**Activity list**:
1 - According to the charity fraud piece, how much income did the Charity Commission's most recent figures estimate was lost between April 2020 and March 2021?
2 - Please set down the portion of the charity fraud piece word for word, beginning at the words "Opportunity may have" and stopping after the words "raise the risks.".

**Provided passage**:
++++++++++++++++++++

Caron Bradshaw OBE, CEO, Charity Finance Group
Close your eyes. Imagine a fraudster. What do they look like? A shadowy figure, deeply suspicious and clearly criminal, working outside of the organisation and planning sophisticated ways to get around your safeguards?
Well, they might be.
But they may also be your trusted volunteer, staff member, supplier or other stakeholder.
They may be a seasoned criminal or an opportunist and everything in between. Fraudsters come in all shapes and sizes and we can fall victim to fraud as charities in any manner of ways.
Charities are not especially extra vulnerable to fraud than those in other sectors. Of course, our reliance on trust and the assumptions we can make around positive motive for social good can sometimes steer us wrongly; causing us to be exploited.
But over my many years in the sector, I have never seen evidence that shows we are any more at risk than any other. A family-run business can rely just as much on trust and established relationships. A large private company can just as easily be undone by human frailty.
We all need to be on our guard.
Don’t be paralysed by fear. Fraudsters will always be able to find new ways to defraud, however well we think we are protected. We cannot guarantee that we can stay one step ahead.
We can, however, work to collectively reduce the amount lost to good causes. The Charity Commission’s most recent figures estimate some £8.6 million income was lost between April 2020 and March 2021: At a time when we are all financially stretched, reducing this figure must be in everyone’s interests.
If you do one thing, make it signing and applying the Fraud Pledge! The Fraud Pledge was an initiative started by CFG and is now supported and driven by the Fraud Advisory Panel.
In summary, this is a commitment to some simple steps which will help reduce the risks of fraud:
Recognise that to be successful, fraudsters need to have the motivation and the opportunity. As we emerge from the pandemic there may be some who feel let down by us. Whether that is an employee who has gone the extra mile to support beneficiaries but feels undervalued, or someone external to the charity who is struggling financially.
This can increase motivation to commit fraud. That is not to say that all disgruntled staff will be fraudsters, or people in poverty will automatically turn to crime, I hasten to add!
Opportunity may have been increased by remote working, use of technology to communicate with our stakeholders and the willingness of our supporters to address the disadvantage exacerbated by Covid.
All these factors raise the risks.
Finally, remember that fraud can be internal or external, directly removing funds from your charity or riding on your charity’s brand and reputation to divert money from unsuspecting victims. We cannot stop all fraud. But we can reduce the incidence and level of loss suffered. By working together, sharing our experiences and shining light into the dark, unsavoury corners, we can tackle this scourge on society.

++++++++++++++++++++

**Input data**:
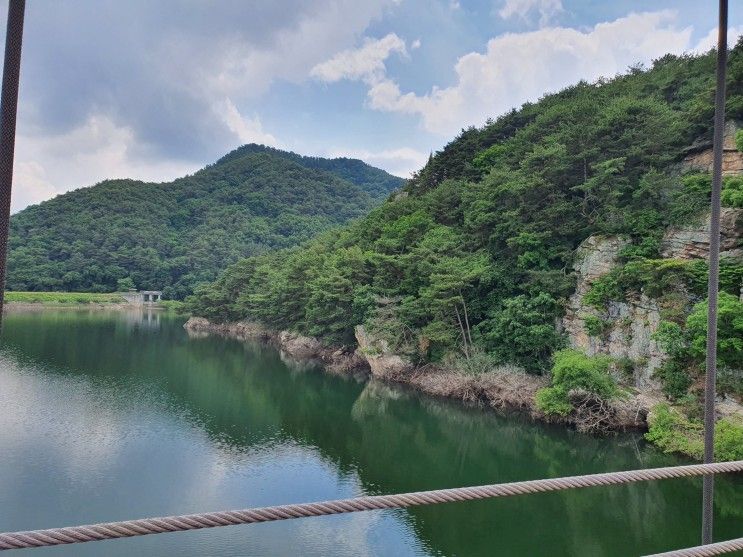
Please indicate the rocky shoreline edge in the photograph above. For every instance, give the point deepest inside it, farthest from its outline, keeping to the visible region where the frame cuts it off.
(500, 390)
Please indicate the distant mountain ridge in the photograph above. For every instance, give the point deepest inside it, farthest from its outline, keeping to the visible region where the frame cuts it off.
(173, 235)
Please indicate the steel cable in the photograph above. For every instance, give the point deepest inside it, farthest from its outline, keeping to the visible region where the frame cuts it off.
(8, 111)
(180, 523)
(718, 548)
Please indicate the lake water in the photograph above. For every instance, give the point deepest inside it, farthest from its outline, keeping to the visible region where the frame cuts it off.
(115, 415)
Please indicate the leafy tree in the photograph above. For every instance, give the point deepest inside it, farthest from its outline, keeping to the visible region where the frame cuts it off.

++++++++++++++++++++

**Answers to the exercises**:
1 - Some £8.6 million.

2 -
Opportunity may have been increased by remote working, use of technology to communicate with our stakeholders and the willingness of our supporters to address the disadvantage exacerbated by Covid.
All these factors raise the risks.